Problem to solve ▸ The lines below starting at the line containing "Mark every instance of the distant" and ending at the line containing "Mark every instance of the tree" are to be repeated exactly, with both ends kept and nothing else added.

BEGIN Given records

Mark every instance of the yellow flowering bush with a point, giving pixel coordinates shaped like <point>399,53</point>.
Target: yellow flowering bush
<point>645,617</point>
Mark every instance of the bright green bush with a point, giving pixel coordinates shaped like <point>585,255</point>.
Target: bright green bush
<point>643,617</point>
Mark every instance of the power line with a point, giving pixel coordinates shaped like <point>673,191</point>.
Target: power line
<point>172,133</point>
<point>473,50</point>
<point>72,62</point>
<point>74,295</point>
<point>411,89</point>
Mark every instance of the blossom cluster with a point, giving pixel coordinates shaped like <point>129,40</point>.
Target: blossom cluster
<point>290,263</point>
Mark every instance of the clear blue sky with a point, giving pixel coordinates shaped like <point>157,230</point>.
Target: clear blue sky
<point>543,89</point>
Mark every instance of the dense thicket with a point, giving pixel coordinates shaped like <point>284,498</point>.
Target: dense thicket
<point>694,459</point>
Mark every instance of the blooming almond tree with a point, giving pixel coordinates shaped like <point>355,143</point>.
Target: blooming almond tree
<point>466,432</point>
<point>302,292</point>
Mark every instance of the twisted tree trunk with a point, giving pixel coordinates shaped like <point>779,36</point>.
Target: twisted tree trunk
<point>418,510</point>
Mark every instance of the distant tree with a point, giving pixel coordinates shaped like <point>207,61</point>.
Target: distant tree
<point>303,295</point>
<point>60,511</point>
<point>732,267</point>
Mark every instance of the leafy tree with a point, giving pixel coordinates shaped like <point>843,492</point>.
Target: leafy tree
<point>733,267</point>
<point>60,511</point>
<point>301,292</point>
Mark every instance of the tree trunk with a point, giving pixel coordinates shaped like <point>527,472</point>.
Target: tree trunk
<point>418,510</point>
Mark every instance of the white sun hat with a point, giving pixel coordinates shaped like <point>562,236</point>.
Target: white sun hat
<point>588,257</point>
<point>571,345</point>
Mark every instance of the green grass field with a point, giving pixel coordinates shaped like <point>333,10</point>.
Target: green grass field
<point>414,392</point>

END Given records

Your response ▸
Mark every instance of the distant tree with a point, giving pixel coordinates shaped like <point>207,61</point>.
Target: distant tree
<point>303,295</point>
<point>60,511</point>
<point>732,267</point>
Mark every instance of the leafy tree with a point, giving pixel coordinates shaped like <point>843,492</point>.
Target: leafy tree
<point>733,267</point>
<point>60,511</point>
<point>301,292</point>
Mark every instance of the tree trunk with a point, giving pixel coordinates shaped like <point>527,472</point>.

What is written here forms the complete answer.